## DATA SECTION
----------------------------------------
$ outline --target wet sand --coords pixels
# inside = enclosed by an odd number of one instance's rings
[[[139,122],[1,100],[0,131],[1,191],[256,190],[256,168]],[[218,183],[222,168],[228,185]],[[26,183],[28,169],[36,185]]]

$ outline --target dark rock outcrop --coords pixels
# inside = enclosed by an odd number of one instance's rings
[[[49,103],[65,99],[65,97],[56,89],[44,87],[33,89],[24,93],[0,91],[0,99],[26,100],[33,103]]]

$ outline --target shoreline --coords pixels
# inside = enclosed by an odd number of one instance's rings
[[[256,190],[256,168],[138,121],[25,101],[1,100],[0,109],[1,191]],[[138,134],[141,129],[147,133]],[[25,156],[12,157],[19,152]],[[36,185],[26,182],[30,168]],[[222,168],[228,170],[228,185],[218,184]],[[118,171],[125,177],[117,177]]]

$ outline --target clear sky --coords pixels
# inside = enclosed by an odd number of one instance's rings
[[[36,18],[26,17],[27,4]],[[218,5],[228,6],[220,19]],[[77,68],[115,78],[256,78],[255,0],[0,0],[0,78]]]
----------------------------------------
Retype every line of the items above, changing nothing.

$ outline --target wet sand --coords pixels
# inside = enclosed by an odd number of one instance's rings
[[[139,122],[1,100],[0,131],[1,191],[256,190],[256,168]],[[218,183],[222,168],[228,185]],[[26,183],[28,169],[36,185]]]

$ outline --target dark rock outcrop --coords pixels
# inside = enclosed by an odd number of one instance's rings
[[[49,103],[65,99],[65,97],[56,89],[44,87],[33,89],[24,93],[0,91],[0,99],[26,100],[33,103]]]

$ outline --target shoreline --coords pixels
# inside = enclosed by an odd number of one instance's rings
[[[256,190],[256,168],[138,121],[25,101],[1,100],[0,109],[1,191]],[[138,134],[141,129],[147,133]],[[25,156],[12,157],[19,152]],[[36,185],[26,182],[30,168]],[[222,168],[228,170],[228,185],[218,184]],[[118,171],[125,177],[117,177]]]

$ outline --target clear sky --coords pixels
# inside = enclosed by an odd number of one instance's rings
[[[36,18],[26,17],[27,4]],[[218,5],[228,6],[220,19]],[[77,68],[115,78],[256,78],[255,0],[0,0],[0,78]]]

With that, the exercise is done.